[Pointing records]
+ + + +

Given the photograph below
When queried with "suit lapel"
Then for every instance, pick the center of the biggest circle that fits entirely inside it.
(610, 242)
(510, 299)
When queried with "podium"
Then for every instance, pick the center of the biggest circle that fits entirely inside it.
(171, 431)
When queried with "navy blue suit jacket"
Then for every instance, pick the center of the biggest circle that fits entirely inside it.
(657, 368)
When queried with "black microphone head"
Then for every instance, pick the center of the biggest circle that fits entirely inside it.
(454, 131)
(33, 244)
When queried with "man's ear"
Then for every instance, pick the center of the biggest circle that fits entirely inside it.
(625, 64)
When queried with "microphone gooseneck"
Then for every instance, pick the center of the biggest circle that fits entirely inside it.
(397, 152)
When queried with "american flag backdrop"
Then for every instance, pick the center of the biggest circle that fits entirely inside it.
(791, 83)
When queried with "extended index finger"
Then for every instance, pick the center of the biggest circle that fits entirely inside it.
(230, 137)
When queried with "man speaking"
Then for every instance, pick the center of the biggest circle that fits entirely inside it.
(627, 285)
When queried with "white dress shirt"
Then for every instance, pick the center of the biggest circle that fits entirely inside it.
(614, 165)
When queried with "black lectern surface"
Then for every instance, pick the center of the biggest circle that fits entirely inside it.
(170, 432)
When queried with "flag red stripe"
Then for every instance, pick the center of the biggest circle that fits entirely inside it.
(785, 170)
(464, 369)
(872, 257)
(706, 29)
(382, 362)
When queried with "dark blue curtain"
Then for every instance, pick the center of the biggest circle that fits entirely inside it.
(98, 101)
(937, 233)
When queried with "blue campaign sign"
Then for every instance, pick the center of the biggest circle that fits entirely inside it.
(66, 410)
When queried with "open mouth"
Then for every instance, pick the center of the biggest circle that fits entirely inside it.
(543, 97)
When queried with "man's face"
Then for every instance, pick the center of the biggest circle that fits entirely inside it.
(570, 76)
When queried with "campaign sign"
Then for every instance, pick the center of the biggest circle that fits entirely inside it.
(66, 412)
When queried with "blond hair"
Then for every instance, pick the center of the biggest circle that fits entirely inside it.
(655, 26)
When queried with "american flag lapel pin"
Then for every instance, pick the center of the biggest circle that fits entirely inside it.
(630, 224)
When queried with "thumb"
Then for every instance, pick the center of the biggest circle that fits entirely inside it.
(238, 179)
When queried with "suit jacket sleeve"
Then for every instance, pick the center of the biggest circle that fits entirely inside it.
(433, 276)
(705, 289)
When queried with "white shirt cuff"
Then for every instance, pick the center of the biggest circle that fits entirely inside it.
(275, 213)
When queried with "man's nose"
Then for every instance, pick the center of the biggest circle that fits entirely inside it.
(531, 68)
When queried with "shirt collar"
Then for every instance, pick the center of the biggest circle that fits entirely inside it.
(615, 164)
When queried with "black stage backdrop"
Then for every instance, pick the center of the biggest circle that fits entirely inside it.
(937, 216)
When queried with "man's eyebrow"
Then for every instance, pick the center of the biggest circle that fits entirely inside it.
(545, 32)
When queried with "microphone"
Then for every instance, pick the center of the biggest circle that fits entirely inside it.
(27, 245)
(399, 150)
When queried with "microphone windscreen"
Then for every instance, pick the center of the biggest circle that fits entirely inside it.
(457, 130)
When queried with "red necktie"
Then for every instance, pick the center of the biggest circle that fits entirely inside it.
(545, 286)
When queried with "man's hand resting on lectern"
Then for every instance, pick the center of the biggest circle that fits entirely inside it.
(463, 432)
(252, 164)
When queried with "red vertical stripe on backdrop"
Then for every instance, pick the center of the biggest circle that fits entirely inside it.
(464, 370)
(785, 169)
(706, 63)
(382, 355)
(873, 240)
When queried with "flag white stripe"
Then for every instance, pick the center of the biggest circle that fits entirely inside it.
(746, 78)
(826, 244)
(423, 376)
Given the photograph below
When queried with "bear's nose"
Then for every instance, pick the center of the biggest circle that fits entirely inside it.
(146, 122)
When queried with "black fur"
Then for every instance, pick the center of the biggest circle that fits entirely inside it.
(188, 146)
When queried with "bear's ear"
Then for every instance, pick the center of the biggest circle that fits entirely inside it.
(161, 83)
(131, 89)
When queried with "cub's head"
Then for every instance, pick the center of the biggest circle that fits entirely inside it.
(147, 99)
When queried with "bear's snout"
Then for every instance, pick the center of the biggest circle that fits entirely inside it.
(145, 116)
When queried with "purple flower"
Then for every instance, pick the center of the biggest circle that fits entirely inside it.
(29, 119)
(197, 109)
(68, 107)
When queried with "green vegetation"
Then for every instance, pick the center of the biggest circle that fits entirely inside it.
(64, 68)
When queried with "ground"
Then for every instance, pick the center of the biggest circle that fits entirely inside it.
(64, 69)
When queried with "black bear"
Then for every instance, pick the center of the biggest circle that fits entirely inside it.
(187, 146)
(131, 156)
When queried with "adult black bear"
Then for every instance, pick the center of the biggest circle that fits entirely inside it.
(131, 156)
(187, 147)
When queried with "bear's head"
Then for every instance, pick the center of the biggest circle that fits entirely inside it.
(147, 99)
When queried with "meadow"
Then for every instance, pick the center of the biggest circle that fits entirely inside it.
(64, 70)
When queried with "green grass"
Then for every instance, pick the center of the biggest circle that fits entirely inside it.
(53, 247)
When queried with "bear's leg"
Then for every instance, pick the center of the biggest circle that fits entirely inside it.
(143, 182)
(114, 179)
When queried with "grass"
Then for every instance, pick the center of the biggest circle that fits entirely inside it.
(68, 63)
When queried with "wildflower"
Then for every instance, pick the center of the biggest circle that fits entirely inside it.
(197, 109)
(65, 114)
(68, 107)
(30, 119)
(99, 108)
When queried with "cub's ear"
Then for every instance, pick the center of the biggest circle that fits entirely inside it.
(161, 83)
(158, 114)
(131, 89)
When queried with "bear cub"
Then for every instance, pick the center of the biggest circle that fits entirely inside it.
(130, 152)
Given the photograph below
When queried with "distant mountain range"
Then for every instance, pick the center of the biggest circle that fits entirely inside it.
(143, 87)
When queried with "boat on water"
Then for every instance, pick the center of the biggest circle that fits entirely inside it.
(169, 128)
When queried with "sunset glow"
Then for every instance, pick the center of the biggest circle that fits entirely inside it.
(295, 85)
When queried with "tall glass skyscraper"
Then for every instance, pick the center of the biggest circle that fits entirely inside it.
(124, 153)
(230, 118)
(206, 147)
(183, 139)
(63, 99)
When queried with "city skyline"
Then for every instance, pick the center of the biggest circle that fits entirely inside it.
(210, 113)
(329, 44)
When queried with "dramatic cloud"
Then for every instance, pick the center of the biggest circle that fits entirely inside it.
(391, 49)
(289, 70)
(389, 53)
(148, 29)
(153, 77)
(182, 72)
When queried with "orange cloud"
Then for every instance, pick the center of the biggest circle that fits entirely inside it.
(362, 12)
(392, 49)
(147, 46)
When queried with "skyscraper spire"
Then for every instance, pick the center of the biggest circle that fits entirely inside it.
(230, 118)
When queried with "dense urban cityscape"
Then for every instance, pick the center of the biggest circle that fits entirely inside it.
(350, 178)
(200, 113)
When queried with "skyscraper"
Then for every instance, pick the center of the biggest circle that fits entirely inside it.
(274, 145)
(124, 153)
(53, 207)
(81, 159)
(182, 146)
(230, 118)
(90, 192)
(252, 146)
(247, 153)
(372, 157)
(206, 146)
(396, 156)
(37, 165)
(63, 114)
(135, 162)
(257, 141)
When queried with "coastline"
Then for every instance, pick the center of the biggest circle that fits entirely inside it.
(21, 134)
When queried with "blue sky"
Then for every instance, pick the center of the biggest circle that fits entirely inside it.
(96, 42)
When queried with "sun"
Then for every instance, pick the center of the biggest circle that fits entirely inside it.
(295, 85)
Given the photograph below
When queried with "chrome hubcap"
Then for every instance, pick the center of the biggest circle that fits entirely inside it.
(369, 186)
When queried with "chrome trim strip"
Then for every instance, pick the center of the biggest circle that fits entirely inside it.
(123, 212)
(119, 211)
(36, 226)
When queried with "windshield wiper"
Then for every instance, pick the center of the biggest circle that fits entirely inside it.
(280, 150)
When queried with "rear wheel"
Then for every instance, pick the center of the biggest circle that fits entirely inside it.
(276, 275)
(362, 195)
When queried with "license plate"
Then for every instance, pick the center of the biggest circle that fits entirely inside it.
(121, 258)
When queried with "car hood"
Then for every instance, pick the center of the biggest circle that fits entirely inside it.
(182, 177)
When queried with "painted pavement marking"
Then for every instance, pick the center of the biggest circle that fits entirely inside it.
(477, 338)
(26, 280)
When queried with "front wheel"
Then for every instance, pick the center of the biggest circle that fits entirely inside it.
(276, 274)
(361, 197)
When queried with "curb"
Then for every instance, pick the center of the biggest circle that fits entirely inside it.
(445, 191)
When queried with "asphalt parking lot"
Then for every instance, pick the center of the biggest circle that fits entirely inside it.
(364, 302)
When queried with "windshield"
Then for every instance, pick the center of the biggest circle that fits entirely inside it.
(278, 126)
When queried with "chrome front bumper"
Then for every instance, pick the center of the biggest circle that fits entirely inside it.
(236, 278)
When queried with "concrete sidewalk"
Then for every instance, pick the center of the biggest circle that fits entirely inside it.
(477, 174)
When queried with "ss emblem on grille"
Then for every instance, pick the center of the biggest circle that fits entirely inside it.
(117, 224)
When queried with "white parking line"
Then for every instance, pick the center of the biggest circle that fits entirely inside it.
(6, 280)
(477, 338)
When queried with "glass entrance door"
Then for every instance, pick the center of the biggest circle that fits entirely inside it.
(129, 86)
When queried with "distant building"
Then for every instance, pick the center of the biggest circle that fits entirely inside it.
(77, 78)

+ + + +

> _WHAT IS NEEDED_: Tally the lines in the rows above that contain the word "lectern". Reply with that number alone.

> _EXERCISE ANSWER_: 2